## Selected excerpt
--------------------
Xiphactinus

It has been another day of gloom .. no rain just so dark. Our morning started with three small earthquakes all within a hour, the biggest being 4.2. A shaky start to the day.

I am on the Whittaker's Big Egg Hunt that has been running this month throughout New Zealand. I have manage to find 22 here in Christchurch, still one to find.

I did a blip on them the first day they were put up and since then I have found many have gone or been shifted. It is all in support of the Starship Foundation, a charity supporting the national children's hospital. The giant eggs will be auctioned off for the Starship, 80 on Trade Me and the rest at a gala event on April 16.
--------------------
## Supplied material
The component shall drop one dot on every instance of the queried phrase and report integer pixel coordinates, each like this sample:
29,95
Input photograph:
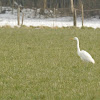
--------------------
## Problem 1
In the egg hunt post, what was the magnitude of the biggest of the morning's earthquakes?
## Problem 2
In the egg hunt post, take the passage starting at "It has been" and ending at "on April 16.", and rewrite it with "Wellington" in place of "Christchurch".
## Problem 3
Write the next part of the egg hunt post, following on from its final sentence.

## Final answer 1
4.2

## Final answer 2
It has been another day of gloom .. no rain just so dark. Our morning started with three small earthquakes all within a hour, the biggest being 4.2. A shaky start to the day.

I am on the Whittaker's Big Egg Hunt that has been running this month throughout New Zealand. I have manage to find 22 here in Wellington, still one to find.

I did a blip on them the first day they were put up and since then I have found many have gone or been shifted. It is all in support of the Starship Foundation, a charity supporting the national children's hospital. The giant eggs will be auctioned off for the Starship, 80 on Trade Me and the rest at a gala event on April 16.

## Final answer 3
Xiphactinus (from Latin and Greek for "sword-ray") is an extinct genus of large, 4.5 to 6 m (15 to 20 feet) long predatory marine bony fish that lived during the Late Cretaceous. When alive, the fish would have resembled a gargantuan, fanged tarpon (to which it was, however, not related). The species Portheus molossus described by Cope is a junior synonym of X. audax. Skeletal remains of Xiphactinus have come from Kansas (where the first Xiphactinus fossil was discovered during the 1850s), Alabama, and Georgia in the United States, as well as Europe, Australia, Canada and Venezuela. They lived on earth around 90-65 million years ago.

As you can see by this shot I found this egg by Roger Boyce in the Canterbury Museum today along with one other.